Sitting in her spacious, sunny office in Health Sciences Facility I, Brodie expresses humble satisfaction that her life’s work has made such an impact. For thirty years, steadily supported by NIH research grants, she has pursued the clinical benefit of aromatase inhibitors. Her eldest son, Mark Brodie, recalls family vacations taking place “wherever the aromatase conferences were being held that year.” A school teacher in Los Angeles, he describes his mother as being “low key and understated about everything, especially about herself. She sent me an e-mail that she had won a prize, and it was only when I went to the website link that I realized what a big deal it was.” News of the illustrious Kettering
Prize had surprised Brodie. She didn’t even know she had been nominated.
“After the award was announced, I heard from people all over the
place, people I hadn’t heard from in years,” she says, smiling.
“I guess I was surprised because I thought that nobody was noticing
the aromatase inhibitors. They’d been coming along for so long.”
“The lab is like one big family,” she explains. “Dr. Brodie is really amazing. She is flexible; she is supportive. She never insists that we have to be in the lab at eight o’clock every morning. She understands that we have exams, and she allows us to study for them. She brings chocolates and cookies to lab meetings. She always has time for her students and her post-docs. To talk about Dr. Brodie, you could go on for a long time.” Senior colleagues agree. Associate professor of pharmacology Dr. Vincent Njar began collaborating with Brodie in 1996, and he speaks of her with both esteem and friendship. “Dr. Brodie is very honest. She has high integrity.” Looking back over their decade of shared research, he describes Brodie as a moderating voice in the laboratory group. “When we get results from our work, sometimes of course we become overly excited, but she will always insist that we repeat the experiments, to make sure that what we are looking at is really true. We do not just rush on with the first set of results that we get. That’s an excellent way to deal with the nature of science. She is very thorough. She is very energetic. She loves her job.” Assistant dean and asso-ciate professor of pharmacology Jordon Warnick, PhD, summarizes, “Dr. Brodie is absolutely wonderful. I can’t think of anyone she doesn’t work well with.” And she is almost always working. On the editorial boards of four professional journals and a regular reviewer of grant applications to the NIH and the U.S. Department of Defense, Brodie’s pleasure reading has narrowed to the New Yorker. “Novels are out, unfortunately,” she says, though she still reserves time each week for gardening, and for riding her Morgan horse.

#### [Information shown]
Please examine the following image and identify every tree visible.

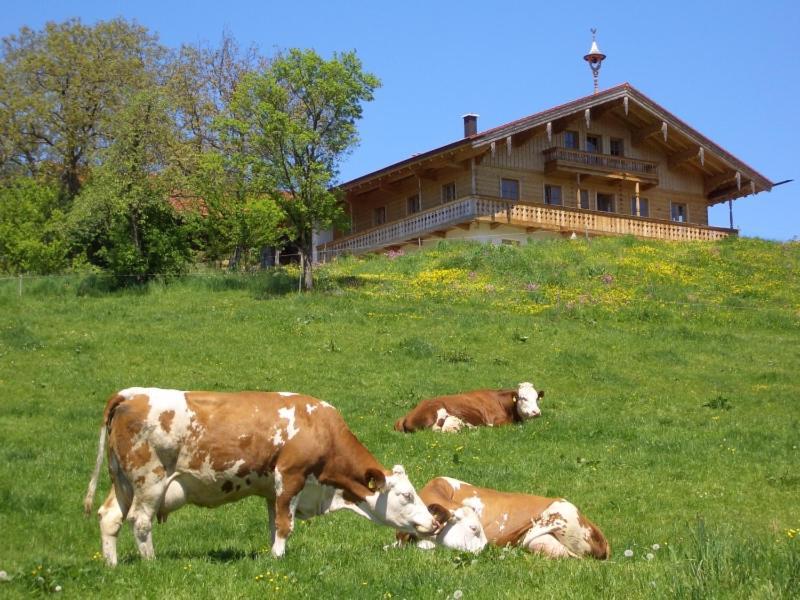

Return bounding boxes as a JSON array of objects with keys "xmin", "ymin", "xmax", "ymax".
[
  {"xmin": 70, "ymin": 90, "xmax": 192, "ymax": 285},
  {"xmin": 0, "ymin": 19, "xmax": 165, "ymax": 205},
  {"xmin": 227, "ymin": 49, "xmax": 380, "ymax": 289},
  {"xmin": 0, "ymin": 177, "xmax": 67, "ymax": 274}
]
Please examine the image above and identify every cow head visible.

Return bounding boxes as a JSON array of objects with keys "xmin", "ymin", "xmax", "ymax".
[
  {"xmin": 516, "ymin": 381, "xmax": 544, "ymax": 421},
  {"xmin": 359, "ymin": 465, "xmax": 436, "ymax": 534},
  {"xmin": 428, "ymin": 502, "xmax": 489, "ymax": 554}
]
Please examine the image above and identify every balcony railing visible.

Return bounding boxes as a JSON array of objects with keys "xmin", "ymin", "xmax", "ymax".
[
  {"xmin": 544, "ymin": 148, "xmax": 658, "ymax": 183},
  {"xmin": 318, "ymin": 196, "xmax": 736, "ymax": 260}
]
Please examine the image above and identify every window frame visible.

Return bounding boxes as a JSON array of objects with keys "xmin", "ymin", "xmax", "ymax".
[
  {"xmin": 543, "ymin": 183, "xmax": 564, "ymax": 206},
  {"xmin": 372, "ymin": 206, "xmax": 386, "ymax": 227},
  {"xmin": 585, "ymin": 133, "xmax": 603, "ymax": 154},
  {"xmin": 406, "ymin": 194, "xmax": 422, "ymax": 216},
  {"xmin": 500, "ymin": 177, "xmax": 522, "ymax": 202},
  {"xmin": 564, "ymin": 129, "xmax": 581, "ymax": 150},
  {"xmin": 594, "ymin": 192, "xmax": 617, "ymax": 213},
  {"xmin": 631, "ymin": 196, "xmax": 650, "ymax": 219},
  {"xmin": 440, "ymin": 181, "xmax": 458, "ymax": 204},
  {"xmin": 669, "ymin": 200, "xmax": 689, "ymax": 223}
]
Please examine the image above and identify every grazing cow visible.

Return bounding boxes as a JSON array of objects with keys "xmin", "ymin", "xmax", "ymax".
[
  {"xmin": 84, "ymin": 388, "xmax": 438, "ymax": 566},
  {"xmin": 397, "ymin": 477, "xmax": 611, "ymax": 560},
  {"xmin": 394, "ymin": 382, "xmax": 544, "ymax": 433}
]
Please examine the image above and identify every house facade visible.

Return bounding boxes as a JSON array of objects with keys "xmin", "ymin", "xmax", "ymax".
[{"xmin": 317, "ymin": 84, "xmax": 774, "ymax": 260}]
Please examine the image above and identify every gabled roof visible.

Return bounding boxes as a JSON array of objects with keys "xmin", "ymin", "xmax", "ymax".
[{"xmin": 340, "ymin": 83, "xmax": 774, "ymax": 204}]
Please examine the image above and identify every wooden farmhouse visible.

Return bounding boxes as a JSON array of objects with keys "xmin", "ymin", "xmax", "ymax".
[{"xmin": 317, "ymin": 83, "xmax": 774, "ymax": 260}]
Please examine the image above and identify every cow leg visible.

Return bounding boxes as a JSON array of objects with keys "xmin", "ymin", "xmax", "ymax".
[
  {"xmin": 97, "ymin": 486, "xmax": 125, "ymax": 567},
  {"xmin": 272, "ymin": 468, "xmax": 306, "ymax": 558},
  {"xmin": 267, "ymin": 498, "xmax": 275, "ymax": 546}
]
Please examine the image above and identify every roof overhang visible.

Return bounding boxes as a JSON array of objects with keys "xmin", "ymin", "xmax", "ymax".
[{"xmin": 339, "ymin": 83, "xmax": 774, "ymax": 204}]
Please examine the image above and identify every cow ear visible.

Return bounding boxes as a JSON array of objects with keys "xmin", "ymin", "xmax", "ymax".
[
  {"xmin": 428, "ymin": 503, "xmax": 453, "ymax": 525},
  {"xmin": 366, "ymin": 469, "xmax": 386, "ymax": 492}
]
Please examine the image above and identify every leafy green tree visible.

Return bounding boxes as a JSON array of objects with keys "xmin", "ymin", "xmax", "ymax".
[
  {"xmin": 0, "ymin": 19, "xmax": 165, "ymax": 204},
  {"xmin": 227, "ymin": 49, "xmax": 380, "ymax": 289},
  {"xmin": 0, "ymin": 177, "xmax": 67, "ymax": 274},
  {"xmin": 70, "ymin": 91, "xmax": 192, "ymax": 285}
]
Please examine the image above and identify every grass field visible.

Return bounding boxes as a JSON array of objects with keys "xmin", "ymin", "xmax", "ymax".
[{"xmin": 0, "ymin": 238, "xmax": 800, "ymax": 600}]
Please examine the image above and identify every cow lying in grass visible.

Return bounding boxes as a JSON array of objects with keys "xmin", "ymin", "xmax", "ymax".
[
  {"xmin": 397, "ymin": 477, "xmax": 611, "ymax": 560},
  {"xmin": 84, "ymin": 388, "xmax": 438, "ymax": 566},
  {"xmin": 394, "ymin": 382, "xmax": 544, "ymax": 433}
]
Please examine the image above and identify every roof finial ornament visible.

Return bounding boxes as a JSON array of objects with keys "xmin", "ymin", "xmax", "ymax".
[{"xmin": 583, "ymin": 27, "xmax": 606, "ymax": 94}]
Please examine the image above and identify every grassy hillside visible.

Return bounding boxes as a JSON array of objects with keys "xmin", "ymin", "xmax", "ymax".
[{"xmin": 0, "ymin": 239, "xmax": 800, "ymax": 599}]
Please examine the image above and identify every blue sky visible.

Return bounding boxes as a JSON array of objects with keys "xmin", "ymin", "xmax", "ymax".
[{"xmin": 6, "ymin": 0, "xmax": 800, "ymax": 240}]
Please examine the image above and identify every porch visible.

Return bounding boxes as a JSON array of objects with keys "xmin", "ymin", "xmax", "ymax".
[{"xmin": 318, "ymin": 195, "xmax": 737, "ymax": 260}]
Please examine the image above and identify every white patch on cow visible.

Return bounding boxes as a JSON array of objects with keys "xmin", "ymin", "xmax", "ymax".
[
  {"xmin": 441, "ymin": 477, "xmax": 464, "ymax": 492},
  {"xmin": 461, "ymin": 492, "xmax": 483, "ymax": 516},
  {"xmin": 516, "ymin": 381, "xmax": 542, "ymax": 420},
  {"xmin": 497, "ymin": 513, "xmax": 508, "ymax": 531},
  {"xmin": 278, "ymin": 406, "xmax": 300, "ymax": 439},
  {"xmin": 272, "ymin": 428, "xmax": 286, "ymax": 448}
]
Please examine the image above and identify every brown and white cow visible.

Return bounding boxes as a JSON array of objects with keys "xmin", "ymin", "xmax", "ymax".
[
  {"xmin": 84, "ymin": 388, "xmax": 438, "ymax": 566},
  {"xmin": 397, "ymin": 477, "xmax": 611, "ymax": 560},
  {"xmin": 394, "ymin": 382, "xmax": 544, "ymax": 433}
]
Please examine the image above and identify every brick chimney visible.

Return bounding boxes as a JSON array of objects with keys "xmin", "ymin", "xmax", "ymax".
[{"xmin": 464, "ymin": 113, "xmax": 478, "ymax": 137}]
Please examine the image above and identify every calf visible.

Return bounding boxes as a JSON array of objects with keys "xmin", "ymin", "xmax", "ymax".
[
  {"xmin": 394, "ymin": 382, "xmax": 544, "ymax": 433},
  {"xmin": 84, "ymin": 388, "xmax": 437, "ymax": 566},
  {"xmin": 398, "ymin": 477, "xmax": 611, "ymax": 560}
]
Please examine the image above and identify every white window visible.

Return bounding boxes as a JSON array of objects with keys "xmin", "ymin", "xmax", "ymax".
[
  {"xmin": 500, "ymin": 178, "xmax": 519, "ymax": 200},
  {"xmin": 406, "ymin": 194, "xmax": 420, "ymax": 215},
  {"xmin": 597, "ymin": 192, "xmax": 614, "ymax": 212},
  {"xmin": 442, "ymin": 181, "xmax": 456, "ymax": 204},
  {"xmin": 544, "ymin": 183, "xmax": 561, "ymax": 206},
  {"xmin": 670, "ymin": 202, "xmax": 689, "ymax": 223},
  {"xmin": 631, "ymin": 196, "xmax": 650, "ymax": 217}
]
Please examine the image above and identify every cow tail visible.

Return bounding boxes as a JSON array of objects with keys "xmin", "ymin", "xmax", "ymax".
[
  {"xmin": 83, "ymin": 423, "xmax": 106, "ymax": 517},
  {"xmin": 83, "ymin": 394, "xmax": 125, "ymax": 517}
]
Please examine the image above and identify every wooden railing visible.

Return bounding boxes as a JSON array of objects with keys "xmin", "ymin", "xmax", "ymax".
[
  {"xmin": 318, "ymin": 196, "xmax": 736, "ymax": 255},
  {"xmin": 544, "ymin": 148, "xmax": 658, "ymax": 178}
]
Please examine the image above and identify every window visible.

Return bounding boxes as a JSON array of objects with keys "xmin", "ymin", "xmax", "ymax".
[
  {"xmin": 579, "ymin": 190, "xmax": 589, "ymax": 210},
  {"xmin": 586, "ymin": 133, "xmax": 603, "ymax": 152},
  {"xmin": 597, "ymin": 192, "xmax": 614, "ymax": 212},
  {"xmin": 631, "ymin": 196, "xmax": 650, "ymax": 217},
  {"xmin": 406, "ymin": 194, "xmax": 420, "ymax": 215},
  {"xmin": 544, "ymin": 183, "xmax": 561, "ymax": 206},
  {"xmin": 500, "ymin": 179, "xmax": 519, "ymax": 200},
  {"xmin": 442, "ymin": 181, "xmax": 456, "ymax": 204},
  {"xmin": 564, "ymin": 131, "xmax": 578, "ymax": 150},
  {"xmin": 670, "ymin": 202, "xmax": 689, "ymax": 223}
]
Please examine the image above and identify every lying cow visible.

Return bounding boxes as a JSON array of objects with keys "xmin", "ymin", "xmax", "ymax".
[
  {"xmin": 394, "ymin": 382, "xmax": 544, "ymax": 433},
  {"xmin": 84, "ymin": 388, "xmax": 438, "ymax": 566},
  {"xmin": 397, "ymin": 477, "xmax": 611, "ymax": 560}
]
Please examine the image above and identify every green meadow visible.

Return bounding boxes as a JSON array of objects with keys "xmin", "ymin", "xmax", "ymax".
[{"xmin": 0, "ymin": 238, "xmax": 800, "ymax": 600}]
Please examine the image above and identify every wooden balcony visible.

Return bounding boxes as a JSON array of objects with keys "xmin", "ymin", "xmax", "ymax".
[
  {"xmin": 543, "ymin": 148, "xmax": 658, "ymax": 189},
  {"xmin": 317, "ymin": 196, "xmax": 737, "ymax": 260}
]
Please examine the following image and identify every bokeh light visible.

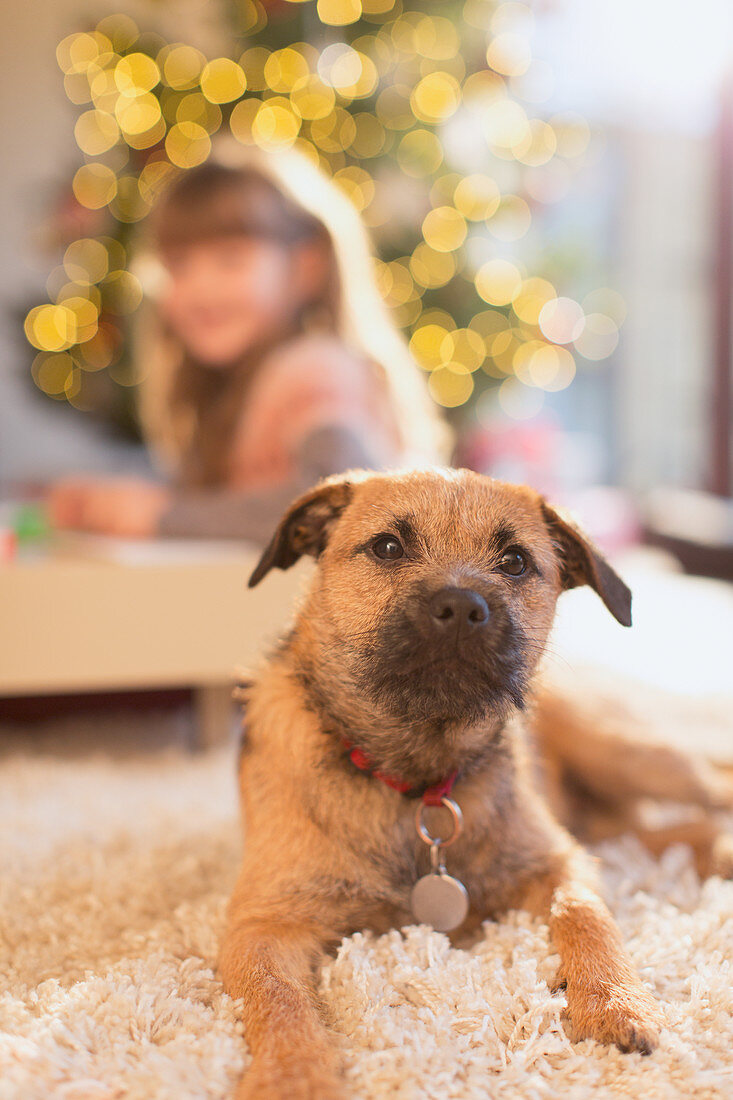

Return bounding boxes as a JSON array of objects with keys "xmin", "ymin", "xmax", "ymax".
[{"xmin": 25, "ymin": 0, "xmax": 611, "ymax": 419}]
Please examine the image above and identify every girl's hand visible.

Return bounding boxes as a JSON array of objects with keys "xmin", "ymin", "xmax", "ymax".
[{"xmin": 47, "ymin": 477, "xmax": 169, "ymax": 538}]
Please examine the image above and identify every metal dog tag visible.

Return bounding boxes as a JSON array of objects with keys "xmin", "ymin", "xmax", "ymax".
[
  {"xmin": 409, "ymin": 869, "xmax": 469, "ymax": 932},
  {"xmin": 409, "ymin": 796, "xmax": 469, "ymax": 932}
]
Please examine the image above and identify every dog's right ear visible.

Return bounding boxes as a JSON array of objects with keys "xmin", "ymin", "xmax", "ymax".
[{"xmin": 249, "ymin": 477, "xmax": 353, "ymax": 589}]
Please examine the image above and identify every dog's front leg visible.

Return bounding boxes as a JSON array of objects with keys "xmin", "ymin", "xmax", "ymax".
[
  {"xmin": 524, "ymin": 855, "xmax": 663, "ymax": 1054},
  {"xmin": 219, "ymin": 919, "xmax": 344, "ymax": 1100}
]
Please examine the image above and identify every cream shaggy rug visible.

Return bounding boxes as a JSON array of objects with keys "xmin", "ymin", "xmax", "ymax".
[{"xmin": 0, "ymin": 721, "xmax": 733, "ymax": 1100}]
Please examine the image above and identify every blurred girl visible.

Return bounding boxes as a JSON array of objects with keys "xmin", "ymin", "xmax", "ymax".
[{"xmin": 51, "ymin": 146, "xmax": 448, "ymax": 541}]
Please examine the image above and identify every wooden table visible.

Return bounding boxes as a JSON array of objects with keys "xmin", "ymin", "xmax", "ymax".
[{"xmin": 0, "ymin": 537, "xmax": 313, "ymax": 745}]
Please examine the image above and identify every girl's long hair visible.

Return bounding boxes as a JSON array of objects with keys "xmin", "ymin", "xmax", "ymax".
[{"xmin": 136, "ymin": 139, "xmax": 451, "ymax": 485}]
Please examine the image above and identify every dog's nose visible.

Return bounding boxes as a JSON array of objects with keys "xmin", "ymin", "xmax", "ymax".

#### [Questions]
1: According to the profile of Brodie, what does her eldest son, Mark Brodie, do for a living?
2: Rewrite the part of the profile of Brodie that opens with the words containing "Sitting in her" and closes with "had been nominated.", replacing "nominated" with "considered".
3: Translate this sentence from the profile of Brodie into Spanish: "She didn’t even know she had been nominated."
The entries come from a different source than the profile of Brodie.

#### [Problem solutions]
1: He is a school teacher in Los Angeles.

2:
Sitting in her spacious, sunny office in Health Sciences Facility I, Brodie expresses humble satisfaction that her life’s work has made such an impact. For thirty years, steadily supported by NIH research grants, she has pursued the clinical benefit of aromatase inhibitors. Her eldest son, Mark Brodie, recalls family vacations taking place “wherever the aromatase conferences were being held that year.” A school teacher in Los Angeles, he describes his mother as being “low key and understated about everything, especially about herself. She sent me an e-mail that she had won a prize, and it was only when I went to the website link that I realized what a big deal it was.” News of the illustrious Kettering
Prize had surprised Brodie. She didn’t even know she had been considered.

3: Ni siquiera sabía que la habían nominado.